Task prompt ▸ Without omitting anything, return the records precisely as given.

Input data ▸
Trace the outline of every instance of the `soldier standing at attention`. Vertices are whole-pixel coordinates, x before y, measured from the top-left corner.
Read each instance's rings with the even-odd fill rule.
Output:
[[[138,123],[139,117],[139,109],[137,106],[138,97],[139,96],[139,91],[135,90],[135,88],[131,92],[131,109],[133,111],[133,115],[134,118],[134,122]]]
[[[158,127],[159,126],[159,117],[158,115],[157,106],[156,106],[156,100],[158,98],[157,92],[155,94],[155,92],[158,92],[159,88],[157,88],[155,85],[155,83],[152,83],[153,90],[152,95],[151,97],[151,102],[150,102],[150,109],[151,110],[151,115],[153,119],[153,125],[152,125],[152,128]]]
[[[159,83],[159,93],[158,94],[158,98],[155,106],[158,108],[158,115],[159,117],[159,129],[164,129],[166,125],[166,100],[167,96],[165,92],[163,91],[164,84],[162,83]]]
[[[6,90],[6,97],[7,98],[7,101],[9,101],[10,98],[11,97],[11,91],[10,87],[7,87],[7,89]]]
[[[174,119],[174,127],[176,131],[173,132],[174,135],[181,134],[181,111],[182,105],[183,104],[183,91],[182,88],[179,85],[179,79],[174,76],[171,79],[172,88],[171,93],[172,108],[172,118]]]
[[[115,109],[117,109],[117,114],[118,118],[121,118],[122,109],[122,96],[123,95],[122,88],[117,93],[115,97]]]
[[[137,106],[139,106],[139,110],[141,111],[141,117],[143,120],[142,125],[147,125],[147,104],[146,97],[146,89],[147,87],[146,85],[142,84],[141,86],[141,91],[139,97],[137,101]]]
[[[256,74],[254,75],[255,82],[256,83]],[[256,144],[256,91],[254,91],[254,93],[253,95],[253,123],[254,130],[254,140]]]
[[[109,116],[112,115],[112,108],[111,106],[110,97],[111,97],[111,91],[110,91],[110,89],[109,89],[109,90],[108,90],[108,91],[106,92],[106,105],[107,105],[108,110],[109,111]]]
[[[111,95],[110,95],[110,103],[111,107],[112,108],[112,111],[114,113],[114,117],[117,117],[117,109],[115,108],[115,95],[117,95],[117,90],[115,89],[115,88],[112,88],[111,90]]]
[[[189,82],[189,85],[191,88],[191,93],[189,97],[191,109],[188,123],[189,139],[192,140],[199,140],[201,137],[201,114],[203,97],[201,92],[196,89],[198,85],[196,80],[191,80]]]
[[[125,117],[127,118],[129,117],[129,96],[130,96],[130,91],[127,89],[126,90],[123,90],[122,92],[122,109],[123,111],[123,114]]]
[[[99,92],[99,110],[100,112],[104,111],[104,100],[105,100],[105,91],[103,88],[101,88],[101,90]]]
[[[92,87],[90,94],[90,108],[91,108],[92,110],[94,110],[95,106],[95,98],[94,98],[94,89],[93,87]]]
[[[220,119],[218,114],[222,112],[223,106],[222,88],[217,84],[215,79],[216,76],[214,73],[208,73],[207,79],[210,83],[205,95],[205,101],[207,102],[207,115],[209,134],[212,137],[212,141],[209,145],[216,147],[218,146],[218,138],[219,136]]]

Result for this exercise ▸
Trace the outline of every instance of the `soldier standing at attention`. Vertices are whole-pixel coordinates, x before y, measured from the top-left corner.
Read each instance's rings with the even-odd fill rule.
Output:
[[[138,123],[139,117],[139,109],[137,106],[138,97],[139,96],[139,91],[135,90],[135,88],[131,92],[131,109],[133,111],[133,115],[134,118],[134,122]]]
[[[158,127],[159,126],[159,117],[158,115],[157,106],[156,106],[156,100],[158,98],[157,92],[155,94],[155,92],[158,92],[159,88],[157,88],[155,85],[155,83],[152,83],[153,90],[152,95],[151,97],[151,102],[150,102],[150,109],[151,110],[151,115],[153,119],[153,125],[152,125],[152,128]]]
[[[159,83],[159,93],[158,94],[158,98],[155,106],[158,108],[158,115],[159,117],[159,129],[164,129],[166,125],[166,100],[167,96],[165,92],[163,91],[164,84],[162,83]]]
[[[6,90],[6,97],[7,98],[7,101],[9,101],[10,98],[11,97],[11,91],[10,87],[7,87],[7,89]]]
[[[174,119],[174,127],[176,131],[173,132],[174,135],[181,134],[181,111],[182,105],[183,104],[183,91],[182,88],[179,85],[179,79],[174,76],[171,79],[172,88],[171,93],[172,108],[172,118]]]
[[[115,109],[117,109],[117,114],[118,118],[121,118],[122,109],[122,96],[123,95],[122,88],[117,93],[115,97]]]
[[[137,106],[139,106],[139,110],[141,111],[141,117],[143,120],[142,125],[147,125],[147,104],[146,97],[146,89],[147,87],[146,85],[142,84],[141,86],[141,91],[139,97],[137,101]]]
[[[256,74],[254,75],[255,82],[256,83]],[[256,144],[256,91],[254,91],[254,93],[253,95],[253,123],[254,130],[254,140]]]
[[[109,116],[112,115],[112,108],[111,106],[110,97],[111,97],[111,91],[110,91],[110,89],[109,89],[109,90],[108,90],[108,91],[106,92],[106,105],[107,105],[108,110],[109,111]]]
[[[111,95],[110,95],[110,103],[111,107],[112,108],[112,111],[114,113],[114,117],[117,117],[117,109],[115,108],[115,95],[117,95],[117,90],[115,89],[115,88],[112,88],[111,90]]]
[[[189,82],[189,85],[191,88],[191,93],[189,97],[191,109],[188,123],[189,139],[192,140],[199,140],[201,137],[201,114],[203,97],[201,92],[196,89],[198,85],[196,80],[191,80]]]
[[[125,117],[127,118],[129,117],[129,96],[130,96],[130,91],[127,89],[126,90],[123,90],[122,92],[122,109],[123,111],[123,114]]]
[[[99,92],[99,110],[100,112],[104,111],[104,100],[105,100],[105,91],[103,88],[101,88],[101,90]]]
[[[92,87],[90,94],[90,108],[91,108],[92,110],[94,110],[95,106],[95,98],[94,98],[94,89],[93,87]]]
[[[220,119],[218,114],[222,112],[223,106],[222,88],[217,84],[215,79],[216,76],[214,73],[208,73],[207,79],[210,83],[205,95],[205,101],[207,102],[207,115],[209,134],[212,137],[212,141],[209,145],[216,147],[218,146],[218,138],[219,136]]]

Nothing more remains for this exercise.